## The exercise:
All entries are to be given again verbatim.

## Raw records:

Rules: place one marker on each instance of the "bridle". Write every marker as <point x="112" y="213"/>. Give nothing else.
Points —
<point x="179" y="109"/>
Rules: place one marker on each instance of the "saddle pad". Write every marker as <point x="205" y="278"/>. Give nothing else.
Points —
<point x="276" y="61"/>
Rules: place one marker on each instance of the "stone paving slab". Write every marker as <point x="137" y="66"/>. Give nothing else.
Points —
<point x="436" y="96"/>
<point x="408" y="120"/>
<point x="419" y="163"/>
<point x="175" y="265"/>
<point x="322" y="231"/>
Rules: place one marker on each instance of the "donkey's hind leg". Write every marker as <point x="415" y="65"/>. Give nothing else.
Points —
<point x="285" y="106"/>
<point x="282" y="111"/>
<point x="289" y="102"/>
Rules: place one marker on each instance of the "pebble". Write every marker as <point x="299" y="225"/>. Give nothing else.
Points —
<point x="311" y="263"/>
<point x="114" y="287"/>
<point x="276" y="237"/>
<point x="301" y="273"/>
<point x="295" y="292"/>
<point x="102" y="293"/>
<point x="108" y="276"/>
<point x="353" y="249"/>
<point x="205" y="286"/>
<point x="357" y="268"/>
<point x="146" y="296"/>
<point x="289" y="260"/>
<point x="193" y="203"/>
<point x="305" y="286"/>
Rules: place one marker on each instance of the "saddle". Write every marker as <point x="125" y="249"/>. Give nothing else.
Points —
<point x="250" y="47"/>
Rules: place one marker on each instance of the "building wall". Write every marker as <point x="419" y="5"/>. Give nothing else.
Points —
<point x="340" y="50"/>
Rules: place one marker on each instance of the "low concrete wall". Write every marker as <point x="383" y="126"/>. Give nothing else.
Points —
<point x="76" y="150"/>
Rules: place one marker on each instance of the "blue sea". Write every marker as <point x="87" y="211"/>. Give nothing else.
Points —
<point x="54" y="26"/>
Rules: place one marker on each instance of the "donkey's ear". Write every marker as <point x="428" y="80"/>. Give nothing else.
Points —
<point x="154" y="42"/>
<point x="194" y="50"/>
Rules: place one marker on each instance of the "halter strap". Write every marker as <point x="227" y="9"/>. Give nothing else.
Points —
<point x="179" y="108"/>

## Response to this task:
Rules: place one marker on each instance of the "bridle". Write every marker as <point x="112" y="213"/>. Give nothing else.
Points —
<point x="179" y="109"/>
Rules: place one marker on each instance of the "saddle pad". Write every marker as <point x="205" y="278"/>. Give nothing else.
Points —
<point x="276" y="61"/>
Rules: place one marker on each instance of the "stone paving slab". Write every marker as <point x="137" y="66"/>. Give nothing else.
Points —
<point x="436" y="96"/>
<point x="408" y="120"/>
<point x="419" y="163"/>
<point x="175" y="265"/>
<point x="322" y="231"/>
Rules: place one marker on each instance of the "donkey's hind leg". Write every marker as <point x="415" y="65"/>. Give nothing else.
Points —
<point x="285" y="106"/>
<point x="282" y="111"/>
<point x="289" y="102"/>
Rules: place one marker on each instance of the "pebble". Write every marker as <point x="299" y="225"/>. Give nothing else.
Points —
<point x="311" y="263"/>
<point x="114" y="287"/>
<point x="276" y="237"/>
<point x="301" y="273"/>
<point x="295" y="292"/>
<point x="102" y="293"/>
<point x="108" y="276"/>
<point x="353" y="249"/>
<point x="205" y="286"/>
<point x="357" y="268"/>
<point x="146" y="296"/>
<point x="289" y="260"/>
<point x="193" y="203"/>
<point x="305" y="286"/>
Rules: place one marker on each instance of the "saddle". Write every marker as <point x="125" y="249"/>. Give nothing else.
Points —
<point x="250" y="47"/>
Rules: place one marker on each instance of the "building wall". Write every marker as <point x="419" y="5"/>. Give nothing else.
Points —
<point x="340" y="50"/>
Rules: place one marker on each instance of the "low concrete wall". Write every marker as <point x="383" y="126"/>. Give nothing else.
Points —
<point x="76" y="150"/>
Rules: place one marker on each instance of the "blue sea". Write every marker as <point x="87" y="211"/>. Give nothing else.
Points —
<point x="54" y="26"/>
Rules: place one marker on each instance of the "donkey's ear". Write every marker as <point x="428" y="80"/>. Give nothing else.
Points —
<point x="154" y="42"/>
<point x="194" y="50"/>
Rules: place one marker on each instance of the "halter strap". Write every marker as <point x="227" y="9"/>. Give nothing else.
Points —
<point x="179" y="108"/>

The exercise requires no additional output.